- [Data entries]
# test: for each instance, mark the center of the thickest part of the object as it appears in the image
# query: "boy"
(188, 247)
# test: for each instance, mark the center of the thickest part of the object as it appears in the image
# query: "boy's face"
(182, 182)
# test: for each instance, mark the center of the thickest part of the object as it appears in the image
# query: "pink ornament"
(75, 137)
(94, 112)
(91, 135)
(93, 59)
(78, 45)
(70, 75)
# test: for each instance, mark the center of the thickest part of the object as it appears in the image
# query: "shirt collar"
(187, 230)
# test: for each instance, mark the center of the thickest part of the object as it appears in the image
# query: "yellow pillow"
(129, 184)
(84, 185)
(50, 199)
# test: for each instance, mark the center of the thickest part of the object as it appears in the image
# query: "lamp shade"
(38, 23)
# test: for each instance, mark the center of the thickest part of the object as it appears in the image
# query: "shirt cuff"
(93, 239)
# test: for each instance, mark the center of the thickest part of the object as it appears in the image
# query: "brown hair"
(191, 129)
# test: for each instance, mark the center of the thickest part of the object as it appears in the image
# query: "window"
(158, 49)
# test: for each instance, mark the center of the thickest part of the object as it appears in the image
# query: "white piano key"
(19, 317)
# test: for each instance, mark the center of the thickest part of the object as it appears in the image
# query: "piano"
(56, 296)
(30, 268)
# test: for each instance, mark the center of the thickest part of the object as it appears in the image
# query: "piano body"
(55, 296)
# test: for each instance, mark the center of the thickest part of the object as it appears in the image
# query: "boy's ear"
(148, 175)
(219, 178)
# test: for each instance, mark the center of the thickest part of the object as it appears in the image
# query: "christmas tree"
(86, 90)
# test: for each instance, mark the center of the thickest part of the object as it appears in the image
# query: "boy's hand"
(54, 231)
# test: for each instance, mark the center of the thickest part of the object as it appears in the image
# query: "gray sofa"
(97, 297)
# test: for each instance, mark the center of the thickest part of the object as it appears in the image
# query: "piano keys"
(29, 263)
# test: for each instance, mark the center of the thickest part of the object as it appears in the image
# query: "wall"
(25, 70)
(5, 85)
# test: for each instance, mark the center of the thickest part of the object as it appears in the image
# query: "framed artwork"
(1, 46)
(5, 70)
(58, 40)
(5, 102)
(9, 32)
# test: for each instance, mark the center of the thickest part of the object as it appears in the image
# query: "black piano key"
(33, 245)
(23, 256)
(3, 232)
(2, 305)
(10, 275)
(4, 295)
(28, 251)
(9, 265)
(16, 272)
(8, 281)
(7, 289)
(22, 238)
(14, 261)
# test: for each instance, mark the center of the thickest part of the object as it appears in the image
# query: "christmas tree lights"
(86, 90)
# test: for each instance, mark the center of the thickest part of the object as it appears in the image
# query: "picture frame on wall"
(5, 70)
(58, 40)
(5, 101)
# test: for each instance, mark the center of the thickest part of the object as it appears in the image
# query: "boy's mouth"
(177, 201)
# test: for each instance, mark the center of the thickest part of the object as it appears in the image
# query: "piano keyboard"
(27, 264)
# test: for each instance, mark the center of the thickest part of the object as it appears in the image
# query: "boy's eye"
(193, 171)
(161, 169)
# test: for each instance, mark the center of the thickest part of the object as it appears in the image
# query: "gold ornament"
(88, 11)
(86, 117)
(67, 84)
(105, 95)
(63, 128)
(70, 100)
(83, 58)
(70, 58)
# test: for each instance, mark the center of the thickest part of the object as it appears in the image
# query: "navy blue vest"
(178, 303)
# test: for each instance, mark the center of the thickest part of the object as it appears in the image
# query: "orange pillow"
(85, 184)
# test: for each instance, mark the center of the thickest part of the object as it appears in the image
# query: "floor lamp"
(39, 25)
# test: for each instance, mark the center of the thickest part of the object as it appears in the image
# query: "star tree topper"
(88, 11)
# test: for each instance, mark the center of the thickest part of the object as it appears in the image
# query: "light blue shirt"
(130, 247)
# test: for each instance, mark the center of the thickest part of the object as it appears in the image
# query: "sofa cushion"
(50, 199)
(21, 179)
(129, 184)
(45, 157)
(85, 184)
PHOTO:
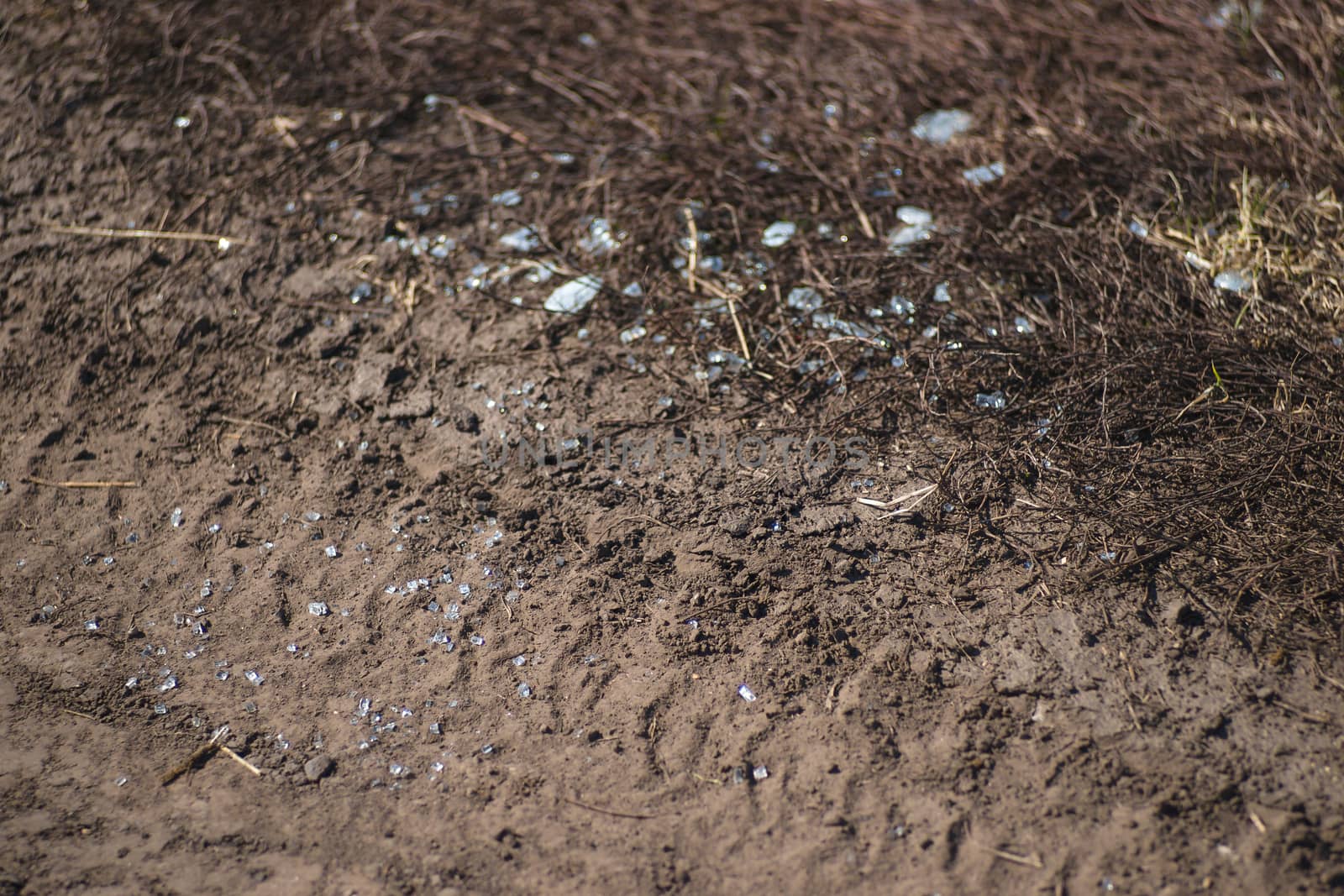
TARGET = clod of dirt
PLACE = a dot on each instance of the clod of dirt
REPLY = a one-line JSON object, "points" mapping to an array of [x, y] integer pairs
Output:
{"points": [[318, 768], [418, 403], [1179, 613], [371, 378], [736, 524], [465, 421]]}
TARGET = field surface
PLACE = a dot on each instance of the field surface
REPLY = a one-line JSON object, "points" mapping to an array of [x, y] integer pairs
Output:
{"points": [[699, 448]]}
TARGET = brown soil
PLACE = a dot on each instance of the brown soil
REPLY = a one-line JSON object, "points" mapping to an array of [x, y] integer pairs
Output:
{"points": [[1104, 654]]}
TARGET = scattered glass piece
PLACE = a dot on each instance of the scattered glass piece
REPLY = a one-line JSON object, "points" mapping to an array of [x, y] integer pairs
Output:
{"points": [[994, 401], [779, 234], [1233, 281], [941, 125], [984, 174], [575, 296], [523, 241]]}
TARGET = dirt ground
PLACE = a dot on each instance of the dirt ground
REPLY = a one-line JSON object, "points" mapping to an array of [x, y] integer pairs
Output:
{"points": [[1068, 625]]}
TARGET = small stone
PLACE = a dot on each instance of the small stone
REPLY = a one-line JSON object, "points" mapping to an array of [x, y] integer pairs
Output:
{"points": [[318, 768]]}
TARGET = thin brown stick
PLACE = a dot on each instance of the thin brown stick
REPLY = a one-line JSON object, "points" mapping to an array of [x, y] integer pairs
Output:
{"points": [[241, 761], [608, 812], [239, 421], [483, 117], [1030, 862], [183, 235], [188, 763], [78, 484]]}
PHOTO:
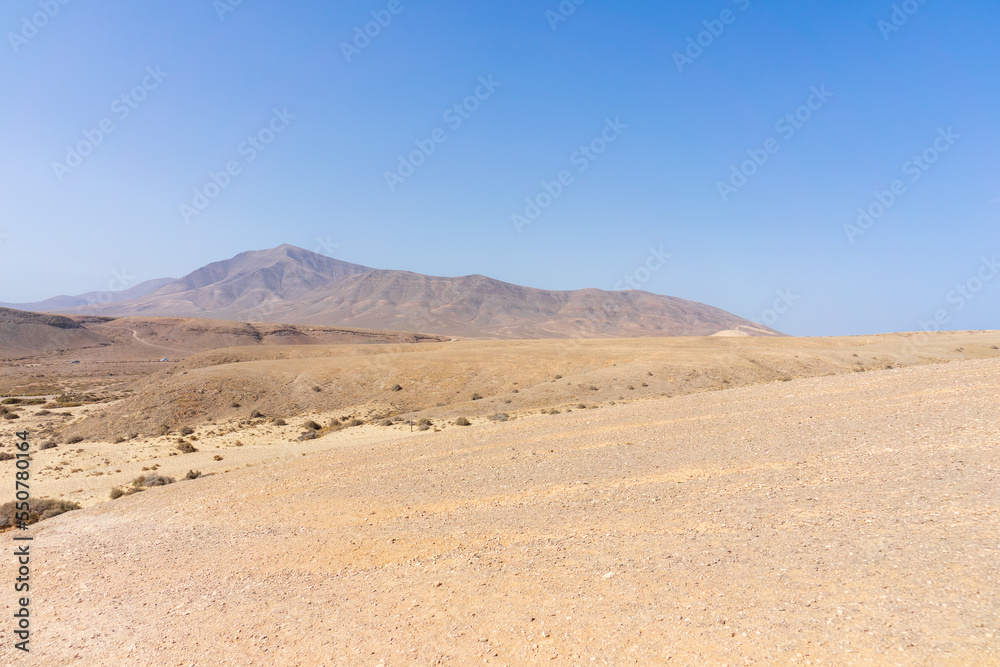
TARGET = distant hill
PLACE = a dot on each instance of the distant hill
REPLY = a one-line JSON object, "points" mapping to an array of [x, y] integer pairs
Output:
{"points": [[289, 284], [61, 303], [42, 335], [25, 334]]}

- [TASK GOAL] In case the records contain pictures, keep those out and repeat the rest exactly.

- [WRITTEN ANSWER]
# test: for each instance, mark the center of the thickest part of the object as it appears in the image
# query: "boy"
(188, 247)
# test: for each instance, mark the center of the thickest part of the object as it appears in the image
# query: "boy's face"
(182, 182)
# test: for each instance, mark the center of the thickest part of the object as it appears in the image
# query: "pink ornament"
(75, 137)
(94, 112)
(91, 135)
(93, 59)
(78, 45)
(70, 75)
# test: for each instance, mark the center of the thickest part of the object as it appears in the image
# query: "shirt collar"
(187, 230)
# test: for each instance, mark the center of the thickest part of the object as it appears in the image
# query: "yellow pillow"
(129, 184)
(84, 185)
(50, 199)
# test: for each instance, mark the center of the thickest part of the object as it appears in the image
# query: "lamp shade"
(38, 23)
# test: for each instance, mark the center of the thickest part of the object as it appears in the image
# query: "shirt cuff"
(93, 239)
# test: for each instance, mark the center of the thickest part of the object as it appears in the image
# query: "brown hair"
(191, 129)
# test: for each instance, mark the center of the thickest part of the object as it appears in the image
# query: "window"
(158, 49)
# test: for each instance, mark the center of the thickest part of the object as it appears in the image
# query: "white piano key"
(19, 317)
# test: for each instance, mark the center of the thickest part of the object as it appears in the image
# query: "piano"
(56, 296)
(30, 268)
# test: for each instance, mark the center of the thickest part of the object as it appears in the image
# query: "piano body"
(55, 296)
# test: for each instance, mark the center of the thickest part of the object as it appears in the image
# query: "boy's ear"
(148, 175)
(219, 178)
# test: for each instance, mark the center of the thickest part of the object as it appears in the image
# query: "christmas tree"
(86, 90)
# test: for each instance, mark the center of the thickest part of the object as it appears in the image
# query: "boy's hand"
(54, 231)
# test: for each instance, mark the center of the thickest part of the object as it appears in the image
# query: "gray sofa"
(97, 297)
# test: for each instance, mark the center of the thickest part of the object as it appears in the image
# query: "piano keys"
(29, 263)
# test: for each instance, mark the center of the thickest part of the object as it appears in the image
# query: "wall"
(25, 70)
(5, 85)
# test: for each instance, mark the center of the thickest part of the object as it appears in the image
# query: "framed artwork"
(1, 46)
(5, 70)
(58, 40)
(5, 102)
(9, 32)
# test: for each instance, mark the center of the thickest part of the object as it appears in the image
# query: "black piano key"
(33, 245)
(23, 256)
(3, 232)
(2, 305)
(10, 275)
(4, 295)
(28, 251)
(9, 265)
(16, 272)
(8, 281)
(7, 289)
(22, 238)
(14, 261)
# test: for each instance, mark the center of the thickest part of the object as it appears in the image
# query: "christmas tree lights"
(86, 90)
# test: for each instance, mark the center of the thickest part of the object as it appears in the image
# query: "picture frame on wall"
(5, 70)
(58, 40)
(5, 101)
# test: for each instance, mark the center of the thickest part of the object as it appears in the image
# query: "boy's mouth"
(177, 201)
# test: for each instance, mark the center of the thickest part of the object as it appears in the image
# query: "piano keyboard"
(27, 264)
# test: for each instance, mark the center of the thickest part of the object as it appears in the image
# query: "boy's eye"
(193, 171)
(161, 169)
# test: for each instance, mark the center of the thickest part of the object as it appears in the image
# query: "gold ornament"
(88, 11)
(86, 117)
(67, 84)
(105, 95)
(63, 128)
(70, 100)
(83, 58)
(70, 58)
# test: for each instance, mark the center of the thickest part of the object as it appears in the image
# query: "navy blue vest"
(178, 303)
# test: for each instance, mark the center of the thickest part of the object as it appears in the image
# query: "orange pillow"
(85, 184)
# test: for each instance, mark the center of the thickest part of the object as it appears in the image
# query: "floor lamp"
(39, 25)
# test: for each instance, mark the center of the thickest part of the object as it appears in the image
# query: "star tree topper"
(88, 11)
# test: for each instance, mark the center of the thickest part of the object as it appears in the image
# query: "light blue shirt"
(130, 247)
# test: for each instance, mark the center of the thickest part of the object as it appears in the image
# query: "sofa cushion"
(50, 199)
(21, 179)
(129, 184)
(45, 157)
(85, 184)
PHOTO:
TARGET = clod of dirt
PLACE = a dot on each instance of the clod of dirt
REPLY = a one-line JSON object, "points" mapping to an array of [x, y] integer pairs
Output:
{"points": [[318, 768], [418, 403], [1179, 613], [371, 378], [736, 524], [465, 421]]}
TARGET = field surface
PLACE = a dot on each instance of the field surface
REPLY = a one-line JSON object, "points" mapping to an array of [x, y] integer pairs
Output:
{"points": [[699, 448]]}
TARGET = brown soil
PLACE = a dot on each instance of the brown soil
REPLY = a one-line JSON object, "points" mapping to an array of [x, y] integer pairs
Output:
{"points": [[1104, 654]]}
TARGET = scattered glass piece
PLACE = a dot on each instance of the scattered glass piece
REPLY = a one-line JSON object, "points" mapping to an array of [x, y] integer pairs
Output:
{"points": [[994, 401], [779, 234], [1233, 281], [941, 125], [984, 174], [575, 296], [523, 241]]}
TARGET = dirt ground
PLACE = a dot on each instance of the dirt ground
REPLY = a one-line JSON object, "points" mapping to an array of [x, y] integer pairs
Output:
{"points": [[1068, 625]]}
TARGET = small stone
PLACE = a dot on each instance of the small stone
REPLY = a one-line JSON object, "points" mapping to an array of [x, y] integer pairs
Output:
{"points": [[318, 768]]}
TARGET = thin brown stick
PLACE = a dot on each instance of the thin brown stick
REPLY = a one-line JSON object, "points" mapping to an array of [x, y] integer pairs
Output:
{"points": [[241, 761], [608, 812], [239, 421], [483, 117], [1030, 862], [183, 235], [188, 763], [78, 484]]}
PHOTO:
TARGET = distant hill
PLACE = a dot on each instance of the distant hill
REPLY = a one-line JSON object, "points" mapping to an array of [x, y] integer pairs
Output:
{"points": [[289, 284], [61, 303], [42, 335], [25, 334]]}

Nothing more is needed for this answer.